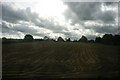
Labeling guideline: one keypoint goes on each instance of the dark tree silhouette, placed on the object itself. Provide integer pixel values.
(28, 37)
(83, 39)
(116, 40)
(4, 38)
(91, 41)
(60, 39)
(98, 39)
(107, 39)
(46, 38)
(68, 40)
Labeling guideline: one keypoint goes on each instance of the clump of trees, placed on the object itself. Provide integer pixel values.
(83, 39)
(28, 37)
(60, 39)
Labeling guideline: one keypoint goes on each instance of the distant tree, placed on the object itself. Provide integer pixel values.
(116, 40)
(28, 37)
(91, 41)
(83, 39)
(98, 39)
(4, 38)
(68, 39)
(107, 39)
(60, 39)
(46, 38)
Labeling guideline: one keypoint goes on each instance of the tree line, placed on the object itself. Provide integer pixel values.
(106, 39)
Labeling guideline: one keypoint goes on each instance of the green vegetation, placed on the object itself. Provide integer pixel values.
(60, 59)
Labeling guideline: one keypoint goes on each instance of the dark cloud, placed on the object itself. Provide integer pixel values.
(77, 13)
(88, 11)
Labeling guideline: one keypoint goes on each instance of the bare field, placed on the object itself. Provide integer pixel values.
(59, 59)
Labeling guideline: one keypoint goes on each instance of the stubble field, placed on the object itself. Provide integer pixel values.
(59, 59)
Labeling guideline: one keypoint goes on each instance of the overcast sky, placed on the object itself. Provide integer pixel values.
(58, 18)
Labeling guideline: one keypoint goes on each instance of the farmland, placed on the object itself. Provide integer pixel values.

▸ **What you should do**
Although the records contain pictures, the output must hold only their exact wording.

▸ **Task solution**
Labeling guideline: one keypoint goes on each instance of the dark tree silhouette, placed on the object itself. Provide integer pixel values.
(28, 37)
(83, 39)
(116, 40)
(4, 38)
(91, 41)
(60, 39)
(98, 39)
(107, 39)
(46, 38)
(68, 40)
Labeling guideline: one keypoint goes on each instance of the clump of trees, placed on the object itself. Provide integer pixel values.
(83, 39)
(28, 37)
(60, 39)
Labeling guideline: one keypoint goes on each instance of the distant tree, placed on the object itself. Provide integer pixel values.
(116, 40)
(28, 37)
(91, 41)
(83, 39)
(98, 39)
(4, 38)
(68, 39)
(107, 39)
(60, 39)
(46, 38)
Labeling guideline: one keypoint goes on each instance of the tree line, placed on the object itself. Provide integer pixel values.
(106, 39)
Labeling guideline: one keypoint goes on each instance of the green vegetation, placed on the object itself. Provide integer pixel values.
(60, 59)
Labeling guideline: one keypoint goes on each instance of the dark cloud, placed on the object itself. Provide integer pixel values.
(77, 13)
(88, 11)
Labeling guideline: one keypoint goes on each instance of the bare field, placed on the object itself. Provide integer pixel values.
(59, 59)
Labeling guideline: one keypoint goes on each instance of the stubble field, placed on the object itself. Provide integer pixel values.
(59, 59)
Labeling guideline: one keypoint goes on each instance of the overcast sky, placed on the object itself. Provide integer pixel values.
(58, 18)
Labeling guideline: one keypoint goes on each instance of the farmland, placed on the object itself. Provide integer pixel values.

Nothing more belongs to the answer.